PROBLEM STATEMENT: Reproduce word for word the lines in the records below, starting with the line that contains "of the racetrack" and stopping after the line that contains "Target: racetrack surface". Include both of those lines and nothing else.

INFORMATION PROVIDED:
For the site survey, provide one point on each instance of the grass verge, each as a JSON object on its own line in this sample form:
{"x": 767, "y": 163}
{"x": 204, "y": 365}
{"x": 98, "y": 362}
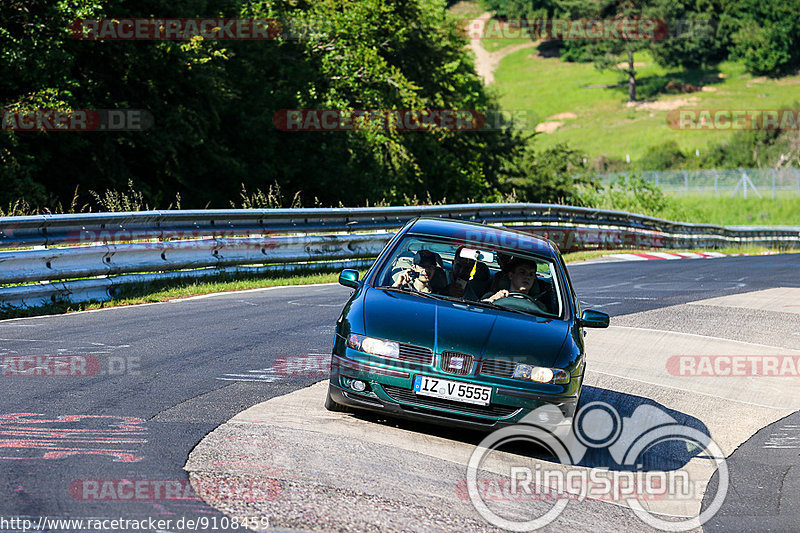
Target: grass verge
{"x": 593, "y": 113}
{"x": 176, "y": 289}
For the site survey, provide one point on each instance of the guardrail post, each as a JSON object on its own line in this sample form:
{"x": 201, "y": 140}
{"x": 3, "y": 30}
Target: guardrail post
{"x": 774, "y": 191}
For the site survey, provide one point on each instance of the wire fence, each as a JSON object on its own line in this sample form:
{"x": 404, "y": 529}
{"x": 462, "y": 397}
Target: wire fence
{"x": 743, "y": 182}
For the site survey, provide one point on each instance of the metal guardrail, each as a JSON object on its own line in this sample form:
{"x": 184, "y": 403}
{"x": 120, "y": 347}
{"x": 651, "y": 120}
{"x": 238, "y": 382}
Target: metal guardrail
{"x": 109, "y": 247}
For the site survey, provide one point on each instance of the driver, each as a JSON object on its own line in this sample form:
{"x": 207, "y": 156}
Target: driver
{"x": 522, "y": 278}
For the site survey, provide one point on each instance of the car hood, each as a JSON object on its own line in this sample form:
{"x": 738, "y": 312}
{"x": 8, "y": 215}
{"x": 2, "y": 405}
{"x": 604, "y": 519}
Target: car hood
{"x": 446, "y": 325}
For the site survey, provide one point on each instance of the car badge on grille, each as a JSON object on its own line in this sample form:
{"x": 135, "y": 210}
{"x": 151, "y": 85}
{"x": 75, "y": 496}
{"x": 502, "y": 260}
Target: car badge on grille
{"x": 456, "y": 363}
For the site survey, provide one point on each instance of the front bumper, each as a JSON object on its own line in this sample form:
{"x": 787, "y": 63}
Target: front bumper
{"x": 389, "y": 391}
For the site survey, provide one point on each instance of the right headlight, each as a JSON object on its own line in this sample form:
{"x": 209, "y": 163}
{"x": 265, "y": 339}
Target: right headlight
{"x": 541, "y": 374}
{"x": 373, "y": 346}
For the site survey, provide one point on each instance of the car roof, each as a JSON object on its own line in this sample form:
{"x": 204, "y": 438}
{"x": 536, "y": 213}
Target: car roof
{"x": 483, "y": 235}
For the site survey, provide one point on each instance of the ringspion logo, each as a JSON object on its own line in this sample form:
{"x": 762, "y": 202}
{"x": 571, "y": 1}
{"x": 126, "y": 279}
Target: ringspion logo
{"x": 76, "y": 120}
{"x": 733, "y": 119}
{"x": 402, "y": 120}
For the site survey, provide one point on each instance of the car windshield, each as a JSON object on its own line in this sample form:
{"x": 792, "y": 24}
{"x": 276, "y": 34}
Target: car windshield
{"x": 474, "y": 273}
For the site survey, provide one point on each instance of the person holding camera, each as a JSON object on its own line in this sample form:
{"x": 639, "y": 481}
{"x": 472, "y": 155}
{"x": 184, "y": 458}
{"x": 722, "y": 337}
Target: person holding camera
{"x": 420, "y": 277}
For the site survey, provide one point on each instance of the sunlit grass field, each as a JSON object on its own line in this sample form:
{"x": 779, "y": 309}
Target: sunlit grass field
{"x": 604, "y": 123}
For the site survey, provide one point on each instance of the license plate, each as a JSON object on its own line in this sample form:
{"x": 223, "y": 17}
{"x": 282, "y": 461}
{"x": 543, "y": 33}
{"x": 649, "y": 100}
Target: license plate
{"x": 452, "y": 390}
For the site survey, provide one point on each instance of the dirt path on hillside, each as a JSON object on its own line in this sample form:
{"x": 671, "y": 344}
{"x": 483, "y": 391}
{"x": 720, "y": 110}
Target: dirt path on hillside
{"x": 486, "y": 62}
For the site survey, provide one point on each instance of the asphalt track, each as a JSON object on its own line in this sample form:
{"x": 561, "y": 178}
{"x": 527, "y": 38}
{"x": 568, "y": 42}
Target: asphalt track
{"x": 168, "y": 375}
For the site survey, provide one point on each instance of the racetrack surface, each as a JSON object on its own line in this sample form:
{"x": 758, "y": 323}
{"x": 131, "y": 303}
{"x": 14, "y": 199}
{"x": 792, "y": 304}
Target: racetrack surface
{"x": 181, "y": 369}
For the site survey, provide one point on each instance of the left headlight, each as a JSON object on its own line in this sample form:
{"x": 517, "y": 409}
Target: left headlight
{"x": 540, "y": 374}
{"x": 373, "y": 346}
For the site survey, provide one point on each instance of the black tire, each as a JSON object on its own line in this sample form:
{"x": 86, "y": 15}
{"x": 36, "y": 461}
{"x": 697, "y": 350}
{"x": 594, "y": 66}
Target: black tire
{"x": 331, "y": 405}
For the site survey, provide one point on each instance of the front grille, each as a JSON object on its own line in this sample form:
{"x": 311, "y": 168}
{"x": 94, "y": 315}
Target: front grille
{"x": 498, "y": 367}
{"x": 408, "y": 396}
{"x": 416, "y": 354}
{"x": 449, "y": 363}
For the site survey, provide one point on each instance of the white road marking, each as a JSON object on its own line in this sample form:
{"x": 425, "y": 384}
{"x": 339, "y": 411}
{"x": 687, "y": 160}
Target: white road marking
{"x": 691, "y": 391}
{"x": 707, "y": 337}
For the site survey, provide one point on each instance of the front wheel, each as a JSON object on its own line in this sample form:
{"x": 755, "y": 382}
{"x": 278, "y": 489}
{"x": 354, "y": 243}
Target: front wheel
{"x": 331, "y": 405}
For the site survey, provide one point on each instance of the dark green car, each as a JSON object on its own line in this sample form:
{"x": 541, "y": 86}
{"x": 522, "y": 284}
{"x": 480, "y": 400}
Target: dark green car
{"x": 461, "y": 324}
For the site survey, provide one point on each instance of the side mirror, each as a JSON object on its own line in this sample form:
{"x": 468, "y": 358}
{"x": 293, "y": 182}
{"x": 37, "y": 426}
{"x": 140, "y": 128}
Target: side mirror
{"x": 594, "y": 319}
{"x": 349, "y": 278}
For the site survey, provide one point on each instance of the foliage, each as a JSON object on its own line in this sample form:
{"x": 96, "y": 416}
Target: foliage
{"x": 633, "y": 194}
{"x": 214, "y": 103}
{"x": 550, "y": 175}
{"x": 665, "y": 156}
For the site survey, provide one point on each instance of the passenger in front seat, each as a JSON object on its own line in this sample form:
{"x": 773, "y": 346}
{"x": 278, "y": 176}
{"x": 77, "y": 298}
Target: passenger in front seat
{"x": 425, "y": 275}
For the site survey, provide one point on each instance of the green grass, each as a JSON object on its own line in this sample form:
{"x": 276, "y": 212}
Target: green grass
{"x": 586, "y": 255}
{"x": 174, "y": 289}
{"x": 467, "y": 9}
{"x": 605, "y": 125}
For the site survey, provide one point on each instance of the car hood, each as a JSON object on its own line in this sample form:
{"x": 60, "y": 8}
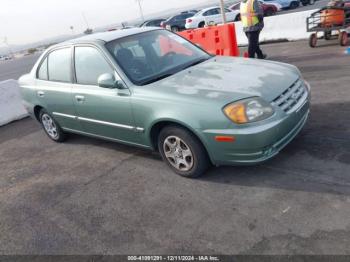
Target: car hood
{"x": 229, "y": 79}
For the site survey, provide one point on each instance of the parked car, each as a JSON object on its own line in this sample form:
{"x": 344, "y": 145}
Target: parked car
{"x": 269, "y": 9}
{"x": 153, "y": 23}
{"x": 307, "y": 2}
{"x": 286, "y": 4}
{"x": 153, "y": 89}
{"x": 211, "y": 15}
{"x": 275, "y": 4}
{"x": 177, "y": 23}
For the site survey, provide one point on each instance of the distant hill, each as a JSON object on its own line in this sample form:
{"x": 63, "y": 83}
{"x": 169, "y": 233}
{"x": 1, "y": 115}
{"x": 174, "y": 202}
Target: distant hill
{"x": 164, "y": 14}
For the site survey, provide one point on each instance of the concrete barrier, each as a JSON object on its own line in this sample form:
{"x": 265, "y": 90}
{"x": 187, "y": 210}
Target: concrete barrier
{"x": 11, "y": 107}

EXERCISE SOLUTION:
For the site survey, provide one point on each instance of the racetrack surface, each as a JSON object on its own line in this sample form:
{"x": 758, "y": 323}
{"x": 131, "y": 303}
{"x": 14, "y": 199}
{"x": 792, "y": 304}
Target: racetrack surface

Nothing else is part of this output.